With the pictures left aside, write out exactly the lines of the listing below from the line with "Task: pointing. Output: one" to the line with "Target: yellow stucco wall", both included, and only those.

==== DATASET CONTENT

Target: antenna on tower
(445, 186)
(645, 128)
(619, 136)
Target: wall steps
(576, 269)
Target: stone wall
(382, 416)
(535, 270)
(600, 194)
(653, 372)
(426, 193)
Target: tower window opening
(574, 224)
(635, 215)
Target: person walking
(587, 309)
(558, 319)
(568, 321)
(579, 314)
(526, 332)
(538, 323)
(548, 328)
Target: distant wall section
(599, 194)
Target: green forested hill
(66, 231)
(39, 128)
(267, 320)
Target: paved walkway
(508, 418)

========
==== DATASET CONTENT

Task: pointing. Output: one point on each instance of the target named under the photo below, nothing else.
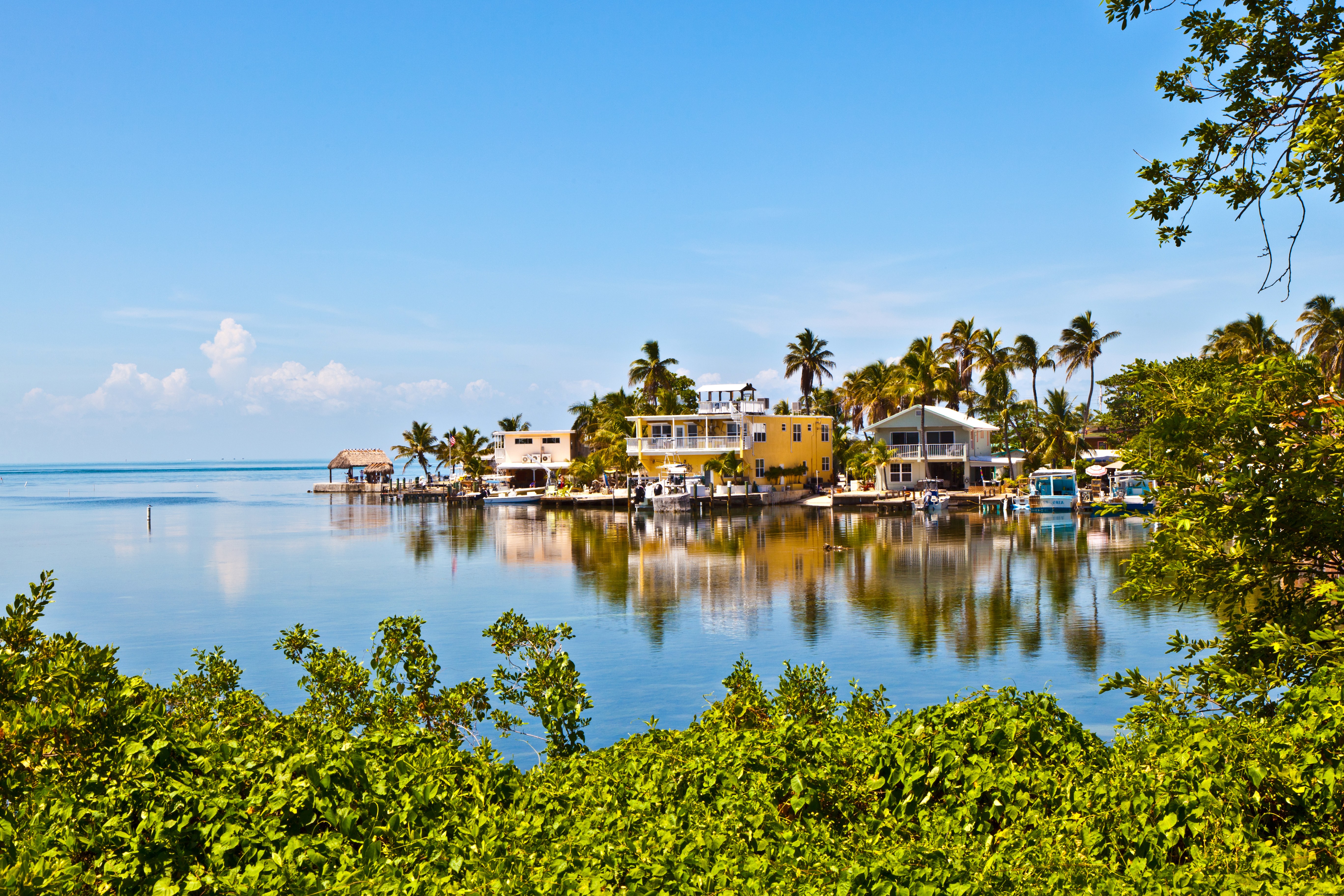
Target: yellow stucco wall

========

◆ WRITTEN REPLY
Task: pointing. Output: one point on each instance of the target named under the photo below, nothing else.
Target: yellow stucco wall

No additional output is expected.